» Page:
The Pentagon aims to procure a total of 141 F-35s for the U.S. military services, international partner nations, and foreign military sale customers -- with deliveries starting in 2019 through 2020, the statement said.
The money continues production of 91 U.S. aircraft (63 requested by the military, and another 28 thanks to a Congressional plus-up) and "provides the contract vehicle for our International Partners and FMS teammates to obligate their $2.28B in funding within the month of July for their 50 total aircraft," the statement said.
"This first award is for U.S. aircraft, with the second award anticipated later this summer that will provide UCA authorization for the International F-35 Partners and Foreign Military Sales customers," it said.
"We appreciate the actions taken by the JPO to ensure delivery of F-35s to our warfighter customers," Lockheed officials said separately of the LRIP 11 announcement.
DellaVedova said the remaining 17 U.S. aircraft come from previously awarded fiscal 2015 and 2016 aircraft contracts.
In February, DoD announced an $8.2 billion deal for its LRIP 10 batch of F-35 fighters. That batch cut costs by $728 million from the previous LRIP 9 lot, Defense Department officials said at the time.
Around that time, President Donald Trump said he had been negotiating with Lockheed officials to bring the cost down significantly since he became president-elect.

» Record set:
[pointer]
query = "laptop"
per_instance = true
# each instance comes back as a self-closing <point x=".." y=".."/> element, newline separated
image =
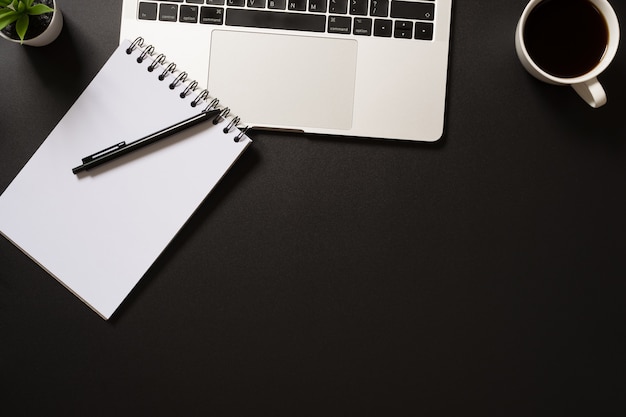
<point x="360" y="68"/>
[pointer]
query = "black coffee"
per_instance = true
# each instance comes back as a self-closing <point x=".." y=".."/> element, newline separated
<point x="566" y="38"/>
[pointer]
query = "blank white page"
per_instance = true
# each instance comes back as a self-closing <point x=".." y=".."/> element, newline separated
<point x="99" y="233"/>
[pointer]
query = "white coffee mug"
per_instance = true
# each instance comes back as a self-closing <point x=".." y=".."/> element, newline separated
<point x="586" y="85"/>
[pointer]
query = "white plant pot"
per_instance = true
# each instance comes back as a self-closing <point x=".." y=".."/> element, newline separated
<point x="47" y="36"/>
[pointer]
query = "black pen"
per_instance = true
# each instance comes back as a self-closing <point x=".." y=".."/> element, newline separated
<point x="123" y="148"/>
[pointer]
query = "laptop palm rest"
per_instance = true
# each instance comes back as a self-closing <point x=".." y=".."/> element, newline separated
<point x="284" y="81"/>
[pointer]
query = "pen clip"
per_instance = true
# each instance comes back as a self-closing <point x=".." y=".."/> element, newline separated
<point x="103" y="152"/>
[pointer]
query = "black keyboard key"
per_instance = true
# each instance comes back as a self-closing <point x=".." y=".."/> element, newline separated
<point x="188" y="14"/>
<point x="362" y="26"/>
<point x="412" y="10"/>
<point x="276" y="20"/>
<point x="424" y="31"/>
<point x="383" y="27"/>
<point x="168" y="12"/>
<point x="358" y="7"/>
<point x="147" y="11"/>
<point x="212" y="15"/>
<point x="403" y="29"/>
<point x="379" y="8"/>
<point x="338" y="6"/>
<point x="318" y="6"/>
<point x="277" y="4"/>
<point x="339" y="24"/>
<point x="297" y="5"/>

» Directions:
A – In the passage on F-35 contracts, by how much did the LRIP 10 batch cut costs from the LRIP 9 lot?
B – Write the next few sentences of the passage on F-35 contracts, picking up after its final sentence.

» Task responses:
A – $728 million

B –
"I got involved in that about a month ago," he said during a meeting with business leaders at the White House on Jan. 30. "There was no movement, and I was able to get $600 million approximately off those planes."
The LRIP 10 contract will distribute 44 F-35As to the Air Force, 9 F-35Bs to the Marine Corps and 2 F-35Cs to the Navy, with other planes going to the United Kingdom, Norway, Australia, Turkey, Japan, Israel and South Korea, in 2018.
By comparison, the Pentagon in November handed down a unilateral contract action, dubbed LRIP 9, of $6.1 billion for 57 more F-35s after months of negotiations -- a move that disappointed Lockheed officials.
"We didn't agree on this contract, but the government just handed this on us," an industry official close to the 18-month-long negotiated deal told Military.com at the time. "The government needs to recognize what an F-35 really costs for a fair fee."